• _Passage to read_
"""
Brett Hansen is a musician, member of many bands, including The Swallows, and a creative partner to my friends Aaron Kerr, Tyson Allison, Jeff Crandall and Mike Norby I am grateful to have insight to his musical and creative outlook, and thank him for his time and answers.
What instruments do you play? How did you discover your interest in music?
I
mostly play guitar (electric, acoustic, and lap slide). I dabble in
vocals, keys, drums and percussion. Started on guitar at around 12.
Before that I always loved to sing and study pop songs. But after
starting guitar I quickly realized nothing else really made me happy.
I’ve been in a dozen or so bands over the past 30 years, mostly rock,
blues, punk, folk, jam band.
Where do you believe musical
talents are from? If Mozart and myself, for example, are born equal,
what made him a genius in music by age 7 or so, and I can't play any
instrument after years in band, and years of piano lessons? If it is
innate, what causes that to rise in some, and crash below the waves in
others?
In my own experience, there’s always been a sound or
melody in my head and through practice I’ve gotten good at getting it
out into the world. I suppose a person like Mozart is/was gifted with a
sharp musical mind but I’ve never met a great player who didn’t have to
practice a LOT to get really great at their instrument. They say it
takes 10,000 hours to master something and I believe it. It sounds like
Mozart was born into a well to do family and his father was a performing
musician so those two factors helped shape his genius as much as any
“born” abilities.
What are the skills one needs to develop, if
they have the innate talent? If music is a democrat and anyone can
learn to be great, what skills would be different to develop?
I’m
not sure that “anyone” can learn to be great. I think you have to have
the music inside of you AND the determination to put in the practice to
get it out and those are two things that don’t necessarily lie within
every person. Any person can learn to play an instrument but being
“great” or even really good is a different thing entirely.
Vibrato
and phrasing are the two most important things to develop on any
melodic instrument and no matter how great your ear or your musical
acumen you need to put in the time on an instrument to express every
nuance and turn your ideas into reality.
What cultural
influences led you to create, what music do you believe had a formative
impact upon your art? What art do you love that doesn't add fire to your
creative desire to produce?
Tons of artist from western
music have informed and shaped my journey so far. Probably too numerous
times list but popular music and the more obscure have had equal
influence.
"""
• _Goal a_
In the interview, at about what age did Brett Hansen start playing guitar?

• _Information provided_
"""
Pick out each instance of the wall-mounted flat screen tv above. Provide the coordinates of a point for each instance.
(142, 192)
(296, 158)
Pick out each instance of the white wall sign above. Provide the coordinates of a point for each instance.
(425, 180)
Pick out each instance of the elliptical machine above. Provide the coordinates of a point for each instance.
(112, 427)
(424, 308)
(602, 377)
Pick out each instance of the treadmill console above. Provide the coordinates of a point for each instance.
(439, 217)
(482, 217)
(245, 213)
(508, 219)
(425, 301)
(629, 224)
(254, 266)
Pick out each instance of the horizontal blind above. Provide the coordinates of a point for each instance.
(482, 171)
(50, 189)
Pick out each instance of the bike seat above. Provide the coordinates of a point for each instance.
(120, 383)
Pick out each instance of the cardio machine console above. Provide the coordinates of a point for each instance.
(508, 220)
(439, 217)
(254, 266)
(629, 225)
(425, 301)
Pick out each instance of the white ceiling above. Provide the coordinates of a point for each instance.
"""
• _Goal b_
Please write out the records as a numbered list, from the line containing "Pick out each instance of the horizontal" through the end of the records, leaving out any blank lines.

• _Final answer a_
Around age 12.

• _Final answer b_
1. Pick out each instance of the horizontal blind above. Provide the coordinates of a point for each instance.
2. (482, 171)
3. (50, 189)
4. Pick out each instance of the bike seat above. Provide the coordinates of a point for each instance.
5. (120, 383)
6. Pick out each instance of the cardio machine console above. Provide the coordinates of a point for each instance.
7. (508, 220)
8. (439, 217)
9. (254, 266)
10. (629, 225)
11. (425, 301)
12. Pick out each instance of the white ceiling above. Provide the coordinates of a point for each instance.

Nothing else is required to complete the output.